## Given instruction
Reproduce the material from its start through the line containing "465, 165, 498, 175", keeping the requests as they are and adding -111 to each coordinate in the answers.
* * *
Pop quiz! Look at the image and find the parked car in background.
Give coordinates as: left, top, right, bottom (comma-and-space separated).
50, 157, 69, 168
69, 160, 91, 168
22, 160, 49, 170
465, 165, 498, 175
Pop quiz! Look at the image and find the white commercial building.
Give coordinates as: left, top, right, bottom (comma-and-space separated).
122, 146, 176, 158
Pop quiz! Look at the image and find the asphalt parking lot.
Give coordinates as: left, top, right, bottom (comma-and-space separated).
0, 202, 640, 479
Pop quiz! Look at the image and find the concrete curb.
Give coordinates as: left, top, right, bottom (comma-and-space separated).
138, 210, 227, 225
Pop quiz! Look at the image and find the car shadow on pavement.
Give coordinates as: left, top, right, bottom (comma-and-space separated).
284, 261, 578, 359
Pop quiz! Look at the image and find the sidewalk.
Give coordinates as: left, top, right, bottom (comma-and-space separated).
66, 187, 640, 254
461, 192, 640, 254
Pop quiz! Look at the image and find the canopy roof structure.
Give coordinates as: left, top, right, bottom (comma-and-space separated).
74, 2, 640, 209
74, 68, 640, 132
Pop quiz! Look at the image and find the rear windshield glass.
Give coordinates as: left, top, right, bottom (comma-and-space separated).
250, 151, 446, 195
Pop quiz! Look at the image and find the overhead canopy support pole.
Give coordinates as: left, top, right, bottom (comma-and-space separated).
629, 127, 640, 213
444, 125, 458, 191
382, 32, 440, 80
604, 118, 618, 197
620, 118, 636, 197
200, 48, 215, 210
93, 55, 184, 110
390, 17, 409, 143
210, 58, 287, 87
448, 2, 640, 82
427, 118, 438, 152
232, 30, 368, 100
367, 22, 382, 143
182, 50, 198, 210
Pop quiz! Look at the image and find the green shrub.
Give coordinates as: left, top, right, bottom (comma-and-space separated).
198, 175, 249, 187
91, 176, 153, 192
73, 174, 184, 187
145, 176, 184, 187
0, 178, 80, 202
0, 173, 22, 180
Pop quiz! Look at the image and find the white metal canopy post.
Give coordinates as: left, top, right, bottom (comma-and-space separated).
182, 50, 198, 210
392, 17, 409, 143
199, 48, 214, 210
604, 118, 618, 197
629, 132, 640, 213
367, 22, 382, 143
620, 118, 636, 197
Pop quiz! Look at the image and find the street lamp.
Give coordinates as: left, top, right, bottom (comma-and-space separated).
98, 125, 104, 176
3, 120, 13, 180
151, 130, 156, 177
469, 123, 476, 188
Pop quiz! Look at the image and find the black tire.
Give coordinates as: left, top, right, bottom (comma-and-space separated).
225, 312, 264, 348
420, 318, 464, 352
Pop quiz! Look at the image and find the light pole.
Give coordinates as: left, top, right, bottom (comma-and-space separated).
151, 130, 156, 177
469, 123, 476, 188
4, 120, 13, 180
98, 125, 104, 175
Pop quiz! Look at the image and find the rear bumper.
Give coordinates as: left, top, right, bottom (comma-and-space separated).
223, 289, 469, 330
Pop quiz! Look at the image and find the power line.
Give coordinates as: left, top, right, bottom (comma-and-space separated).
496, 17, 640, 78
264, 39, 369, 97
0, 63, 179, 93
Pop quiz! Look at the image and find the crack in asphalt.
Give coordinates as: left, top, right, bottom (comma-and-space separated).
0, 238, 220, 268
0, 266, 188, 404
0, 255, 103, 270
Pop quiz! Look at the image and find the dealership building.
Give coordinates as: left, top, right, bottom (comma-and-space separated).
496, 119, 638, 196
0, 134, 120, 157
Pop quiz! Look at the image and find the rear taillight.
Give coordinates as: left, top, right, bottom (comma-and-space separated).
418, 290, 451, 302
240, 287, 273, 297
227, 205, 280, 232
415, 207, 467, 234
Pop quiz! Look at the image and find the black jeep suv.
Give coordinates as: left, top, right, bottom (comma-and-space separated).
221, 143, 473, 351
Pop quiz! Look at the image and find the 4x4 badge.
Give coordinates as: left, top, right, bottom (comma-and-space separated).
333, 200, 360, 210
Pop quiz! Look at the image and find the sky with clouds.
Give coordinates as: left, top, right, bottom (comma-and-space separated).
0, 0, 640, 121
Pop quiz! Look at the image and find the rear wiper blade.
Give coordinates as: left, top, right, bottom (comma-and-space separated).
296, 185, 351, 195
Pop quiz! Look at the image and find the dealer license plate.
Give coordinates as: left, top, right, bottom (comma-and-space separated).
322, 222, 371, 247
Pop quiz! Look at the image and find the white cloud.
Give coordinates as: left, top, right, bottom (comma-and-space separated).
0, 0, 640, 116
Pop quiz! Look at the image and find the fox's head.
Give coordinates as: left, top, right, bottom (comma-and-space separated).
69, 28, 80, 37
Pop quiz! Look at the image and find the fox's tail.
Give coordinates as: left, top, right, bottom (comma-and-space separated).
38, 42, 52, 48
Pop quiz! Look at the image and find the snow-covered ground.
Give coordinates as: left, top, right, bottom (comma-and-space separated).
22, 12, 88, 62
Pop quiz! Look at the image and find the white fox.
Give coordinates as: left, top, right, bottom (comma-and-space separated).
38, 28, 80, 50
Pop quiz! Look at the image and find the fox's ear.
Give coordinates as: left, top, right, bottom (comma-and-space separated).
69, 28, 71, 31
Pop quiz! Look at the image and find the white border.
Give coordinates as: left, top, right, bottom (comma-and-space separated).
* * *
## Complete response
Pop quiz! Look at the image and find the parked car in background.
Give coordinates as: left, top, right, bottom (comma-and-space separated).
-61, 46, -42, 57
-42, 49, -20, 57
-89, 49, -62, 59
354, 54, 387, 64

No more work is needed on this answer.